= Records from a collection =
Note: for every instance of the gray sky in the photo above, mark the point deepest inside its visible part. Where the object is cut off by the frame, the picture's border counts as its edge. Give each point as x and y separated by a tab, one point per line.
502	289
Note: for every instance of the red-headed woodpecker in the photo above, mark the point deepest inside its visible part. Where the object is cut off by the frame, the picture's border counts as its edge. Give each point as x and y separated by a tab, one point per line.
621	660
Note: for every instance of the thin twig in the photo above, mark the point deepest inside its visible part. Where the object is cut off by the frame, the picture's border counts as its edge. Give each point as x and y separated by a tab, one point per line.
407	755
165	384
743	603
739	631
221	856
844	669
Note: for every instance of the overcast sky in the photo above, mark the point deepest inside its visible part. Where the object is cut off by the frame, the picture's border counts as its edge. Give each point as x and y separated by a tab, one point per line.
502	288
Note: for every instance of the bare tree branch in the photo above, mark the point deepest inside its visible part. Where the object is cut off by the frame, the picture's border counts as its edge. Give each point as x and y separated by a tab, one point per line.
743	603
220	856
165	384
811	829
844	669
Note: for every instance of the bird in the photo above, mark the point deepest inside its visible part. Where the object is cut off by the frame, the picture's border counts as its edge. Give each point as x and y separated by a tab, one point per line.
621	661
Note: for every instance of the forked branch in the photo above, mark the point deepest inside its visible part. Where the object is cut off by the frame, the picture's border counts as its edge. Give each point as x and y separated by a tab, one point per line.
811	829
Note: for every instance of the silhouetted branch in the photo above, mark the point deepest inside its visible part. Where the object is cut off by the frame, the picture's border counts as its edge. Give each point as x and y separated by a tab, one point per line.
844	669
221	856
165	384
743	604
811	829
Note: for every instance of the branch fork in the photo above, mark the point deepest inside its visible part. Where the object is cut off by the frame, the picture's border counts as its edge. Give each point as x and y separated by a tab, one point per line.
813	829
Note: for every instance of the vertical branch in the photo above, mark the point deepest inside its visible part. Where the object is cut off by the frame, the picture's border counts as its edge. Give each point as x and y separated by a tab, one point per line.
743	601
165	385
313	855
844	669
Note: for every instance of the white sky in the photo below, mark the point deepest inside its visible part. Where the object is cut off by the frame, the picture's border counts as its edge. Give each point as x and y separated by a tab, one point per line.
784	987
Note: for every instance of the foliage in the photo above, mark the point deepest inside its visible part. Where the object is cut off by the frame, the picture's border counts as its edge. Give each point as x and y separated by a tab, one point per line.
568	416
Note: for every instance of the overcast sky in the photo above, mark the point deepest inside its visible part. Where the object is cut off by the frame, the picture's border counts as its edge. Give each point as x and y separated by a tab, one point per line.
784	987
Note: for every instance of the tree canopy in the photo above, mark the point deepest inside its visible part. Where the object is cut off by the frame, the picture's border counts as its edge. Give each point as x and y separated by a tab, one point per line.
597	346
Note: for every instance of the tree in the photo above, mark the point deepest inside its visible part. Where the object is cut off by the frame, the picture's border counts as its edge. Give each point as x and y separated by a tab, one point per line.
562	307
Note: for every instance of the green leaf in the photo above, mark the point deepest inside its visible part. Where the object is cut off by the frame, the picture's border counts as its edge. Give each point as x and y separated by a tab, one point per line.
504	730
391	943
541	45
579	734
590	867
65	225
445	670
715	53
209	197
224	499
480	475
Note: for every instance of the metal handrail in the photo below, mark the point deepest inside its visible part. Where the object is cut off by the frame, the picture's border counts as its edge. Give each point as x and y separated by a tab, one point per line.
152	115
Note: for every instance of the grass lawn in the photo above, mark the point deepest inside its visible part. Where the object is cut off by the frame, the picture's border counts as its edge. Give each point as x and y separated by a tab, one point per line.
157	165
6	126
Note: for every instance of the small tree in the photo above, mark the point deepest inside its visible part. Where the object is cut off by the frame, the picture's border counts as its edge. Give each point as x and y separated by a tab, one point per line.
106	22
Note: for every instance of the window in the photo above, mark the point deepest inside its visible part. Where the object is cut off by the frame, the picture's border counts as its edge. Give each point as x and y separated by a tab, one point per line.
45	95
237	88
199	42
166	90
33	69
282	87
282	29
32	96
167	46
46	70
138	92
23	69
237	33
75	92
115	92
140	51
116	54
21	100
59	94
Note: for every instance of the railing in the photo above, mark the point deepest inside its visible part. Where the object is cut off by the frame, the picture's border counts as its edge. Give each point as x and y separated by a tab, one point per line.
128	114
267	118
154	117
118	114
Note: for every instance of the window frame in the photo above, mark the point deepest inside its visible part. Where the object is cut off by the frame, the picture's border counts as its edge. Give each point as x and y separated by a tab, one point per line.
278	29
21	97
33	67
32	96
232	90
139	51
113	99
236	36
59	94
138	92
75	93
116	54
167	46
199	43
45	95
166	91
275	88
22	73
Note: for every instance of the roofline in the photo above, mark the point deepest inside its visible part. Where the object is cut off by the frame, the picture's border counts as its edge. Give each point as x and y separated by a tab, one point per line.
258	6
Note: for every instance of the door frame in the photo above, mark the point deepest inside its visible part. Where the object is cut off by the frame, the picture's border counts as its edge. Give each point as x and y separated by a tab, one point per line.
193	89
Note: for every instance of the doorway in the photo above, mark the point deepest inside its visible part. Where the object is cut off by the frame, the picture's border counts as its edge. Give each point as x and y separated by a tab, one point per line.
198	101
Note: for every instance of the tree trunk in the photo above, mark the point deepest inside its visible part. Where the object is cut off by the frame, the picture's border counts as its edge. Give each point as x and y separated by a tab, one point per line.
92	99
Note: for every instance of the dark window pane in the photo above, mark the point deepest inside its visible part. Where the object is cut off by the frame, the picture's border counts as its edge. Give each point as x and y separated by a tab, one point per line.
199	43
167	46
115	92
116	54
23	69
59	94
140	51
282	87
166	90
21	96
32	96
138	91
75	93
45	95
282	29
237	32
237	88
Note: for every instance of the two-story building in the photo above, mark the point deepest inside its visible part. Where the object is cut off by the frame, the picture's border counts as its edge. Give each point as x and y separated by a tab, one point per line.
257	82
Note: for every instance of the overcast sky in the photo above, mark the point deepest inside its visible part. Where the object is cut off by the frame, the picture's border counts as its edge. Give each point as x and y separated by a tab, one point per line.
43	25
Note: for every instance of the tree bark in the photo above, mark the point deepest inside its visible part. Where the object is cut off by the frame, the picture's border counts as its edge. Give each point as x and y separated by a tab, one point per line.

= WHAT IS NEEDED =
Copy all of the data above line for line, changing nothing.

= WRITTEN REPLY =
Note: for every instance of the gray sky in the photo above, mark the point deepest inside its visible part. Where the object is cut off by the frame, the picture's border counts as its edge. Give each point as x and y separated by a tab, one point per line.
502	289
Note: for every instance of the red-headed woodpecker in the photo above, mark the point deepest inside its visible part. Where the object is cut off by the frame, the picture's border counts as its edge. Give each point as x and y separated by a tab, one point per line.
621	660
Note: for every instance of the thin twig in the photo above, mark the point deepest inside its visible part. Where the object is cut off by the frame, the picture's border counts as its edge. Give each point as x and y separated by a tab, one point per line.
407	755
165	384
743	603
739	631
221	856
844	669
Note: for every instance of the overcast sky in the photo above, mark the point deepest inside its visible part. Where the object is cut off by the frame, the picture's border counts as its edge. Give each point as x and y separated by a tab, one point per line.
502	288
Note: for every instance of the bare tree branch in the photo above, mark the point deepest inside its visible part. Where the object is cut off by the frame, the picture's border counts as its edge. Give each point as x and y separated by a tab, one point per line.
743	603
220	856
165	384
811	829
844	669
Note: for every instance of the bird in the photo above, mark the point deepest inside its visible part. Where the object is cut off by the frame, the picture's border counts as its edge. Give each point as x and y separated by a tab, one point per line.
621	661
Note: for every instance of the forked branch in the photo above, mark the point deepest inside its visible part. Where the object is cut off by the frame, the picture's border counts as its edge. Give each point as x and y separated by a tab, one point per line.
811	829
Note: for every instance of the silhouetted branch in the photo above, mark the point deepest inside its visible part. Where the object is cut off by the frame, the picture's border counts as its edge. Give each point as x and y separated by a tab, one point per line.
844	669
221	856
165	384
743	604
811	829
Note: for every instance of the branch fork in the photo above, mark the point deepest inside its visible part. Where the object is cut off by the frame, the picture's border counts as its edge. Give each point as x and y separated by a tab, one point per line.
813	829
Note: for every instance of the vertical branch in the photo above, mark the point deepest inside its visible part. Where the object is cut off by the frame, the picture's border counts as its edge. Give each point as x and y separated by a tab, one point per line.
743	601
165	385
313	855
844	669
Note: for every instance of the white sky in the photo below, mark the point deepest inside its visible part. Where the object is cut off by the frame, the picture's border counts as its edge. Give each point as x and y separated by a tab, one point per line.
784	987
Note: for every instance of the foliage in the photo above, mark the point deepest inside its visible part. Where the object is cut off by the frame, the picture's border counts as its edge. Give each point as x and y separated by a tab, one point per line.
568	416
Note: for every instance of the overcast sky in the photo above, mark the point deepest inside its visible part. Where the object is cut off by the frame, the picture's border counts as its edge. Give each point as x and y separated by a tab, one point per line.
784	987
Note: for every instance of the tree canopy in the photo above, mark the point deepest inside its visible part. Where the object is cut off by the frame, the picture's border counts as its edge. Give each point as x and y separated by a tab, one point per line.
597	346
Note: for every instance of the tree in the photo above, mark the point deepest inside its visible part. Where the object is cut off by the frame, the picture's border counts as its edge. Give each point as x and y separated by a tab, one point per line.
562	307
Note: for every instance of the green leaf in the photo above, mark the point deepest inside its visible part. Where the object is cut off by the frame, the picture's border counts as its edge. Give each point as x and y separated by a tab, one point per line.
504	730
391	943
541	45
579	734
590	867
65	225
445	670
715	53
209	197
224	499
480	475
Note: for every instance of the metal handrail in the photo below, mark the point deepest inside its visible part. Where the object is cut off by the frame, the picture's border counts as its edge. Give each point as x and y separated by a tab, one point per line.
152	115
Note: for every instance of the grass lawn in the photo above, mark the point deepest inside its visible part. Where the object is cut off by the frame, the picture's border counts as its edge. Give each point as x and y separated by a tab, one point per line.
157	165
6	126
Note: for every instance of the small tree in the photo above, mark the point deepest inside its visible part. Where the object is cut off by the frame, the picture's border counts as its edge. Give each point as x and y separated by a tab, one point per line.
106	22
Note: for every instance of the window in the photo above, mark the point deepest inside its visible part. Where the object is cut off by the frame, the picture's border counts as its edge. Give each point as x and y separated by a tab, one point per line.
45	95
237	88
199	42
166	90
33	69
282	87
282	29
32	96
167	46
46	70
138	92
23	69
237	33
75	92
115	92
140	51
116	54
21	100
59	94
Note: for every instance of the railing in the photo above, mark the point deepest inside its visible part. Where the object is cut off by the frame, the picture's border counts as its edge. Give each point as x and y separated by a tab, one point per line.
128	114
267	118
154	117
118	114
Note: for every instance of the window frame in the photo above, mark the point deepest inside its visible part. Where the object is cut off by the frame, the picture's border counts as its edge. Give each point as x and y separated by a tab, one point per line.
278	29
21	97
33	67
32	96
232	90
139	51
113	99
236	36
59	94
138	92
75	93
116	54
167	46
199	43
45	95
166	91
275	88
22	73
Note: for every instance of the roofline in the photo above, mark the point deepest inside its visible part. Where the object is cut off by the frame, the picture's border counts as its edge. Give each point as x and y separated by a tab, one point per line.
258	6
Note: for every instance of the door frame in the photo above, mark the point deepest inside its visible part. Where the object is cut off by the frame, the picture's border counts as its edge. Give each point as x and y separated by a tab, one point per line.
193	89
Note: for every instance of the doorway in the photo above, mark the point deepest inside its visible part. Where the object is cut off by the frame, the picture's border counts as its edge. Give each point as x and y separated by a tab, one point per line.
198	101
Note: for every instance of the tree trunk in the photo above, mark the point deepest inside its visible part. Where the object is cut off by the frame, the picture's border counts as its edge. Give each point as x and y separated by a tab, one point per line.
92	99
Note: for every instance of the dark window pane in the photo above, mark the point deepest inside its visible part. Where the object is cut off by the frame, the picture's border counts as its edge. Give each point as x and y separated by a tab, one point per line.
199	43
167	46
115	92
116	54
23	69
59	94
140	51
282	87
166	90
21	96
32	96
138	91
75	93
45	95
282	29
237	32
237	88
Note: for every instance of the two-story building in the photo above, mark the point deepest inside its visible part. Where the object is cut off by the frame, the picture's border counts as its edge. Give each point as x and y separated by a tab, one point per line.
257	82
Note: for every instance of the overcast sky in the photo above, mark the point deepest inside its visible part. Where the object is cut off by the frame, the picture's border counts as its edge. Give each point as x and y separated by a tab, one point per line.
43	25
Note: for every instance of the tree bark in the photo above, mark the point deepest inside its visible part. Where the object is cut off by the frame, the picture's border counts as its edge. Give each point as x and y separated by a tab, one point per line.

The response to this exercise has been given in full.